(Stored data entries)
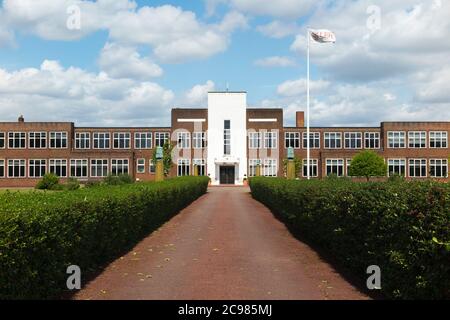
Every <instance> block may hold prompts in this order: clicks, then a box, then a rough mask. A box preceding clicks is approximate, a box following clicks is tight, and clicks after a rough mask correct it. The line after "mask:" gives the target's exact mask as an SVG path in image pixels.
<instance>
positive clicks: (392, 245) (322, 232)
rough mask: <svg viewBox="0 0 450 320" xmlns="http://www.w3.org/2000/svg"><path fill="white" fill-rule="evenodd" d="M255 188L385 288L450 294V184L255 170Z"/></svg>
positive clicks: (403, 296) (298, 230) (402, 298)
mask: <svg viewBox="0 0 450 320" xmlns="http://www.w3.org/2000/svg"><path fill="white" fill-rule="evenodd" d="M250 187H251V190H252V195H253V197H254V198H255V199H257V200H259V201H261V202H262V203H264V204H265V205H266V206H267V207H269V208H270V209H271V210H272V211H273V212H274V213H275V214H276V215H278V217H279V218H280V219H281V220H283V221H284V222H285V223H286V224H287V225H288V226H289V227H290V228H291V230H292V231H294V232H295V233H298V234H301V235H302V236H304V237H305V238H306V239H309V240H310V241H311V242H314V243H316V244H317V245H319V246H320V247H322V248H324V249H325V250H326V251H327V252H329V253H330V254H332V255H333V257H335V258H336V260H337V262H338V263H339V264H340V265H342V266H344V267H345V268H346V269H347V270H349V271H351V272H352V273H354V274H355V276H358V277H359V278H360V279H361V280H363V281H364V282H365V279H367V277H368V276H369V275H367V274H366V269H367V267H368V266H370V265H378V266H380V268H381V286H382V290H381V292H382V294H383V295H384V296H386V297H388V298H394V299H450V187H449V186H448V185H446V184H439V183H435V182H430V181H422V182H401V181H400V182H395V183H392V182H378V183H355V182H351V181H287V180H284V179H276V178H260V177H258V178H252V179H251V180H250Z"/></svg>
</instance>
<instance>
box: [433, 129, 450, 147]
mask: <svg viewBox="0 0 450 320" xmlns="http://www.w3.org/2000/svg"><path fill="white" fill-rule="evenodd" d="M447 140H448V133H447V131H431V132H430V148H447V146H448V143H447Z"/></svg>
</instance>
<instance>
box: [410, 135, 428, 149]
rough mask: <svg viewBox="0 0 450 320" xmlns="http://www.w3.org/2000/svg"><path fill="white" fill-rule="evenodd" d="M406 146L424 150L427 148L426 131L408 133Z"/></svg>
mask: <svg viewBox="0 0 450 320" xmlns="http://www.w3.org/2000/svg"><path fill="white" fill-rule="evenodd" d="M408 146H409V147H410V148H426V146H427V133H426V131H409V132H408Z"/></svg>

---

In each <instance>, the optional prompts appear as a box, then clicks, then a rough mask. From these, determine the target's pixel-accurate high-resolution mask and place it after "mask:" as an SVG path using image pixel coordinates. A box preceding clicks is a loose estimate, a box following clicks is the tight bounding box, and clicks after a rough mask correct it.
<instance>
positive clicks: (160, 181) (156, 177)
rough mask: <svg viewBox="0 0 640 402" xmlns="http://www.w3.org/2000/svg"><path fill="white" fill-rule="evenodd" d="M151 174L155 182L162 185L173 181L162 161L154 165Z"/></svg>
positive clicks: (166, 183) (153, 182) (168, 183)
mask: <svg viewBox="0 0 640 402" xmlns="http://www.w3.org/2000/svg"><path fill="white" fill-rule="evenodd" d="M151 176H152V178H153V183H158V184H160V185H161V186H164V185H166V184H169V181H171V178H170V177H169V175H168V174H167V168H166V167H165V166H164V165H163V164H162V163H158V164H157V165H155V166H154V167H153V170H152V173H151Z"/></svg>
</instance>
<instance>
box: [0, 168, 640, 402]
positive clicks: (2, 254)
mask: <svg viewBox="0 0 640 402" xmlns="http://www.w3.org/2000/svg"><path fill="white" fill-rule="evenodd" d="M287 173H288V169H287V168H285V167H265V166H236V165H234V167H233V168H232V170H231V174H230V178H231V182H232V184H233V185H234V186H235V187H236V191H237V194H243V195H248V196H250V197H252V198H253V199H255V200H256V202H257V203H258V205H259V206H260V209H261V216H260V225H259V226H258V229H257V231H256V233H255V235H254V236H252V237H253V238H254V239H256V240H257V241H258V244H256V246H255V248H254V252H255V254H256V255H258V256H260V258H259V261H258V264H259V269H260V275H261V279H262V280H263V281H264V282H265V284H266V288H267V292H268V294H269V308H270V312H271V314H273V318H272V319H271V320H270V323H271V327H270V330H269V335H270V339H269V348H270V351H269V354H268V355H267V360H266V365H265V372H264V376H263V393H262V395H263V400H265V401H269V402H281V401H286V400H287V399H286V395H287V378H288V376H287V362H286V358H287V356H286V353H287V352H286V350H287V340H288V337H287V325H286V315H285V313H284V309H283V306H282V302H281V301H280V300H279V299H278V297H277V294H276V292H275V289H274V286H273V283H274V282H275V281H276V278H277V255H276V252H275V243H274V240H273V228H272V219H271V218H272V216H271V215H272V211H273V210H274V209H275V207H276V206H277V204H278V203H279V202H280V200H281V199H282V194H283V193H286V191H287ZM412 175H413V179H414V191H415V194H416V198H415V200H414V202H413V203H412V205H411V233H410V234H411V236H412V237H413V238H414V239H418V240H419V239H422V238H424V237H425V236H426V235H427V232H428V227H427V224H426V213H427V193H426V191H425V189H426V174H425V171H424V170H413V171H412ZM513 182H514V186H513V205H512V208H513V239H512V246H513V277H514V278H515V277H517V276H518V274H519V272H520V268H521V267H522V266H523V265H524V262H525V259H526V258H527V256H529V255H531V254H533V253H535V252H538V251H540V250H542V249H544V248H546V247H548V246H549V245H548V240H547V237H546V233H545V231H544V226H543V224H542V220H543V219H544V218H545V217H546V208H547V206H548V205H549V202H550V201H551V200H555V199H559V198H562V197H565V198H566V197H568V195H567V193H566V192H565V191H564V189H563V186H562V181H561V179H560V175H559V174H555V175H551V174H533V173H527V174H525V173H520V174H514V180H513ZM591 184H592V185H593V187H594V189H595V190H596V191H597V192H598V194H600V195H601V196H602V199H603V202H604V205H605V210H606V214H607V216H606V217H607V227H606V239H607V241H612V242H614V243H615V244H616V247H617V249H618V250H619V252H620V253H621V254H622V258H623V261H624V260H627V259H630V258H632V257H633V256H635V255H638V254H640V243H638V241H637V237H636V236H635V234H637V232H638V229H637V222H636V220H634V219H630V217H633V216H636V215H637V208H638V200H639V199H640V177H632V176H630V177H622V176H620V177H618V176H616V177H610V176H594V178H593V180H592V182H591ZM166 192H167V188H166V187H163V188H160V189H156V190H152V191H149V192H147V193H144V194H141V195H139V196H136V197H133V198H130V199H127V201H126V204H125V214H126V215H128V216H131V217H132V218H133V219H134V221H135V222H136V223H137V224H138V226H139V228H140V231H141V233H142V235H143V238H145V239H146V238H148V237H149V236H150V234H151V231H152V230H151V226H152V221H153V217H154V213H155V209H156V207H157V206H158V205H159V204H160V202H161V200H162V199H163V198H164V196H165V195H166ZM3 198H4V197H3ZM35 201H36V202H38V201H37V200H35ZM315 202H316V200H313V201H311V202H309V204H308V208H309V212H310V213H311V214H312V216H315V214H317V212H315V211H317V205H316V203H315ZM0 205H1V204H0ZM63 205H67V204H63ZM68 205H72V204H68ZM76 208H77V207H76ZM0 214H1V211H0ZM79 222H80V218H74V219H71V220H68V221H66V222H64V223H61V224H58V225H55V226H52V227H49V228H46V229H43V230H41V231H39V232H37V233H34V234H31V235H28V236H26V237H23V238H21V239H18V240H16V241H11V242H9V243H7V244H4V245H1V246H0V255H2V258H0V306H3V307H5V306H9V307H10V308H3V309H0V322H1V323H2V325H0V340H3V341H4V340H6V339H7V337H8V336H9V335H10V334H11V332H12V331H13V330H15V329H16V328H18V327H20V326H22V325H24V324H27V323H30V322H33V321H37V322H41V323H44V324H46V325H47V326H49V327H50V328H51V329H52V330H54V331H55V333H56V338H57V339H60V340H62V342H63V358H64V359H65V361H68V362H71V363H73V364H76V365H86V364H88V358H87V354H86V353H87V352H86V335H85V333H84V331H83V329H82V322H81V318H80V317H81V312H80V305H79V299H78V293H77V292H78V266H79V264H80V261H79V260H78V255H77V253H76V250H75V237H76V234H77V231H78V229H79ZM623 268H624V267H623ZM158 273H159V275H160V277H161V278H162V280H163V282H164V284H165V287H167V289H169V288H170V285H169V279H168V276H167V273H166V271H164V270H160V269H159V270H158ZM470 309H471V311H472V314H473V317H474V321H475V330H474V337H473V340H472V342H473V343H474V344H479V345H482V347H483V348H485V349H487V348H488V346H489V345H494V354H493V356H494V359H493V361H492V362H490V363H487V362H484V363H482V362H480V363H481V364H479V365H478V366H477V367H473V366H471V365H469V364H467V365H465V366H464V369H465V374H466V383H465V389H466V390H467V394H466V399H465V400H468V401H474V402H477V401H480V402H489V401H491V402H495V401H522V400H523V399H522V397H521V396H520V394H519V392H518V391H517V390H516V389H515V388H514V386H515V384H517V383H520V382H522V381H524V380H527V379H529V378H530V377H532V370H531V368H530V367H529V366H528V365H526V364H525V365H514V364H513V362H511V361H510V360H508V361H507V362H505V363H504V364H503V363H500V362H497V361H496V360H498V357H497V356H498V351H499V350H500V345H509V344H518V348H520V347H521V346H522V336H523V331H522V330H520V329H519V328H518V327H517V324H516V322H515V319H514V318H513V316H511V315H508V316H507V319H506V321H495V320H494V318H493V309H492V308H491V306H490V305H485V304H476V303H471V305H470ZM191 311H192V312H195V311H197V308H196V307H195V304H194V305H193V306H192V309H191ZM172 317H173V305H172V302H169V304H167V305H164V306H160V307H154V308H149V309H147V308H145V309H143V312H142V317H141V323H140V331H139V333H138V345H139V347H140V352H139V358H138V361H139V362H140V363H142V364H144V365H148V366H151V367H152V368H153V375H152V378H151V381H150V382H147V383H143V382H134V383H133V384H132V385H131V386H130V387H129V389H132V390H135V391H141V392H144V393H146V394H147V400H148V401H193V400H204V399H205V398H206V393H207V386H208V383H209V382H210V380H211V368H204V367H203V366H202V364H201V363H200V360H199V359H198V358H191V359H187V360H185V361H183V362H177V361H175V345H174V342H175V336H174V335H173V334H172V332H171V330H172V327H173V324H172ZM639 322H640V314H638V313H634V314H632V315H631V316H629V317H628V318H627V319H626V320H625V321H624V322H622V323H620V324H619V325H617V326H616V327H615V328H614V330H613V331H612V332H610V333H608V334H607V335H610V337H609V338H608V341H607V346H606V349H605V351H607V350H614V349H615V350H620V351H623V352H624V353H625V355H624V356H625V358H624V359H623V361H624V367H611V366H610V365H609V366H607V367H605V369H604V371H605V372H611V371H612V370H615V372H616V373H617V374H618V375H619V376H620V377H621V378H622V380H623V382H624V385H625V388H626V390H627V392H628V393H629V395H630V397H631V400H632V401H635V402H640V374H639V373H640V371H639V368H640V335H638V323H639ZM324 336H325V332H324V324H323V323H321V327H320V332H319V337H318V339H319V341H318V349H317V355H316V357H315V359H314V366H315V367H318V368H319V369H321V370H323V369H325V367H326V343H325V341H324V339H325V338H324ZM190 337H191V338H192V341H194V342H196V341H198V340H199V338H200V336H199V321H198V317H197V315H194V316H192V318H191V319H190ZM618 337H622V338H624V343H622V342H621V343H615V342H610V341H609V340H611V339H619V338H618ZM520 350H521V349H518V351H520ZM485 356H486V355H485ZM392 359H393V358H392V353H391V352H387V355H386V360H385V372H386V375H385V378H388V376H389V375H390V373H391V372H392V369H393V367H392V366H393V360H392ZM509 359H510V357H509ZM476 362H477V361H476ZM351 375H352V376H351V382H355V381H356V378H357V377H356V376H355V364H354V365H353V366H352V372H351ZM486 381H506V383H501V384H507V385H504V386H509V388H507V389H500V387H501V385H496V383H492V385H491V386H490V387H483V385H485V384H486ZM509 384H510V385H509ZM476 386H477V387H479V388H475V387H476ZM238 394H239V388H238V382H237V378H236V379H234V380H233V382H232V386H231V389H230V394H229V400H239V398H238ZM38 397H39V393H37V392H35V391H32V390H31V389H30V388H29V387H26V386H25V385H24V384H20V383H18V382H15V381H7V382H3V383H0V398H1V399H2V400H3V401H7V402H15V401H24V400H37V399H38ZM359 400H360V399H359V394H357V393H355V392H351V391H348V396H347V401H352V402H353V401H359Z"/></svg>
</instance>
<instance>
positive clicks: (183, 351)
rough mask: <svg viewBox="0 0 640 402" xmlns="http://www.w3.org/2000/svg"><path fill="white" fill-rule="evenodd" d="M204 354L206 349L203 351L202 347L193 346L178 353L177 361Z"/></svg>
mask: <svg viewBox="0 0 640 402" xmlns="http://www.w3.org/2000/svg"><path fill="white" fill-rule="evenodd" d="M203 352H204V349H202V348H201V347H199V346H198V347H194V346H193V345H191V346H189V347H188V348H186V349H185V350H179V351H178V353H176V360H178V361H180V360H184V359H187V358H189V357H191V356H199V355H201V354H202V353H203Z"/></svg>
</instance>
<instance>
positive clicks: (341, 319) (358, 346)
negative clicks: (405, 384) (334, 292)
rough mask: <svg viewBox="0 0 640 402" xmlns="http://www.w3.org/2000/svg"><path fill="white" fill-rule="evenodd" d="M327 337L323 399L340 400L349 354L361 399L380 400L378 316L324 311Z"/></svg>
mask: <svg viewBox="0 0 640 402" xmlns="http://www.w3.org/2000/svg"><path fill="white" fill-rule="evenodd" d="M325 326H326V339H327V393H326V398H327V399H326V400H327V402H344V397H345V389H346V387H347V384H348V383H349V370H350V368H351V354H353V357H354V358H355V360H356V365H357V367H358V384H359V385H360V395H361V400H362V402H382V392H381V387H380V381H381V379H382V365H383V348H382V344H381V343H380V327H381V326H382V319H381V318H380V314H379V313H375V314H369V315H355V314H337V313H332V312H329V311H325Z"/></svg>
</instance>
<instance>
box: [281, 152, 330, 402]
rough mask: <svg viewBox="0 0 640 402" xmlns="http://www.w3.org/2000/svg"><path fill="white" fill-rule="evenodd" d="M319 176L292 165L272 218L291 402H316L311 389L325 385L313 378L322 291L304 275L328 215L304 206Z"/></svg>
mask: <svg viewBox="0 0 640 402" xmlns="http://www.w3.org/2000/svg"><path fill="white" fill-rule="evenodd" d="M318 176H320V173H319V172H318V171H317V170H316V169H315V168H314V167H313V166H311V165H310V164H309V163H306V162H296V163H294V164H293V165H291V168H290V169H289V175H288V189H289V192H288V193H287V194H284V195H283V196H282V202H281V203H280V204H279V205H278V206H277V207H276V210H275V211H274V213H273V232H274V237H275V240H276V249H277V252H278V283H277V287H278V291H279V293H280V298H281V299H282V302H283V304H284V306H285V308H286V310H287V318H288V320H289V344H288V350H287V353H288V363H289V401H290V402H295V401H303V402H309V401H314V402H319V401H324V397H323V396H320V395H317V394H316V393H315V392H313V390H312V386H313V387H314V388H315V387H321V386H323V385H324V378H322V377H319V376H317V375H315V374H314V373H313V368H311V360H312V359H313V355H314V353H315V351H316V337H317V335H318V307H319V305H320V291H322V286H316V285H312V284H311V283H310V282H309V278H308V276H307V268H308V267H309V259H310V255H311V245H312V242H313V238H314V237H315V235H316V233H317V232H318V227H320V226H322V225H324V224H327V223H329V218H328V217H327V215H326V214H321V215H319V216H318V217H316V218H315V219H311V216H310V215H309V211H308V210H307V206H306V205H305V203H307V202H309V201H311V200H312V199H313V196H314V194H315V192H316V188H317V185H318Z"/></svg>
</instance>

== Problem description ==
Please copy, exactly and with nothing else, the lines above beginning at the line that has "Every <instance> block" and ending with the line that has "188L385 288L450 294V184L255".

== Your solution ==
Every <instance> block may hold prompts in this order: clicks, then a box, then a rough mask. A box preceding clicks is approximate, a box following clicks is tight, and clicks after a rough mask correct it. The line after "mask:" gives the target's exact mask as an SVG path in image pixels.
<instance>
positive clicks: (392, 245) (322, 232)
rough mask: <svg viewBox="0 0 450 320" xmlns="http://www.w3.org/2000/svg"><path fill="white" fill-rule="evenodd" d="M255 188L385 288L450 294V184L255 170Z"/></svg>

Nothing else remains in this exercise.